- Stored data entries
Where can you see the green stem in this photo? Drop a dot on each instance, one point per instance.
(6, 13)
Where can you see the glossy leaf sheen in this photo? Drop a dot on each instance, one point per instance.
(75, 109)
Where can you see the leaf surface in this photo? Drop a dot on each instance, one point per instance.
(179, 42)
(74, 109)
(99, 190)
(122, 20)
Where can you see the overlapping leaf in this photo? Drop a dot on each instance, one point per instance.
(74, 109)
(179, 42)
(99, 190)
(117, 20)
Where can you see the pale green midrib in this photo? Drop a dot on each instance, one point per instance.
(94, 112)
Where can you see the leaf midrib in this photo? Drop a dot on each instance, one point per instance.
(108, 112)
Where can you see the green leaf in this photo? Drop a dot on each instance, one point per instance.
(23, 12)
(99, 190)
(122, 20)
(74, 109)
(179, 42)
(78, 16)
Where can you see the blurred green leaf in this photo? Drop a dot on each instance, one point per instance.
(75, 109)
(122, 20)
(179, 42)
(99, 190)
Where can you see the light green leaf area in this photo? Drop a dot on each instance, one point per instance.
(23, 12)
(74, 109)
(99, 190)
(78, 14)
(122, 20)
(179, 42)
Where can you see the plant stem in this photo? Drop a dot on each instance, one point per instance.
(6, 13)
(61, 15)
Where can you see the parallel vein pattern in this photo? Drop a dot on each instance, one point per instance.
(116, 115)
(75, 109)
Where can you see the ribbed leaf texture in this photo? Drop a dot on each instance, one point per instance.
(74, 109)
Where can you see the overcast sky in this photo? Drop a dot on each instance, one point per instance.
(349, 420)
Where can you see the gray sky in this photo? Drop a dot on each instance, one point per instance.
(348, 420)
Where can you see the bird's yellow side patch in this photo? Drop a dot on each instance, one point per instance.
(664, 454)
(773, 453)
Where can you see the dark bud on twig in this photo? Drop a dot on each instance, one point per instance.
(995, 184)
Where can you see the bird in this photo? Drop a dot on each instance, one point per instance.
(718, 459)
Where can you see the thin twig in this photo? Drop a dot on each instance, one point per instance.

- Your objective
Only one span of lines is wanted: the line with "Where can you see the bird in" and every line after it to the end of the entries, output exactly.

- Exercise solution
Where can you see the bird in this photo? Drop a dot on each instance, one point per instance.
(718, 459)
Where can you see the thin twig in this photo? Drop a dot on each instance, one point per instance.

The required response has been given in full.